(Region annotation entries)
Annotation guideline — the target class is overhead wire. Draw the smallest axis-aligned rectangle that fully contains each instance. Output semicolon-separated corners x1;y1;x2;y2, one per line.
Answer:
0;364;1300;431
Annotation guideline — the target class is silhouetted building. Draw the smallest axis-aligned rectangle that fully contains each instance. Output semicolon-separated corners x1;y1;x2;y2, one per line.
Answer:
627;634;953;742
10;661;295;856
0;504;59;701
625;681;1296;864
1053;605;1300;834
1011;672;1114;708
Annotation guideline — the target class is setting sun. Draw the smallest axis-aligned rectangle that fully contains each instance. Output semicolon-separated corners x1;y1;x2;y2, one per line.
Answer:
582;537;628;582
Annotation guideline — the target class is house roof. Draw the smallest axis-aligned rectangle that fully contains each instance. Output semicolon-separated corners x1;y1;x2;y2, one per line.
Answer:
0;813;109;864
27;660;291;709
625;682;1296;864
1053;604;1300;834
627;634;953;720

Work instructions: Copy out everything from the line containing "Annotation guideline — the target class is silhouetted" down to the line containing "582;537;628;582", with both of those lines included. Add 123 to every bounding-box coordinate in the answers.

Exercise answer:
Annotation guideline — the target class is silhouetted building. Draw the smallest axis-aligned rectangle that fully contains each instance. Output semicolon-separated corners x1;y1;x2;y2, one per line.
Answer:
750;757;1076;865
133;784;418;979
123;627;182;824
748;804;1419;987
1176;728;1423;957
1134;795;1237;831
Annotation guideline — the target class is setting sun. Draw the smallest axis-aligned rectangle that fully contains each instance. Output semicolon-separated corners x1;y1;x2;y2, one per line.
Answer:
705;660;751;705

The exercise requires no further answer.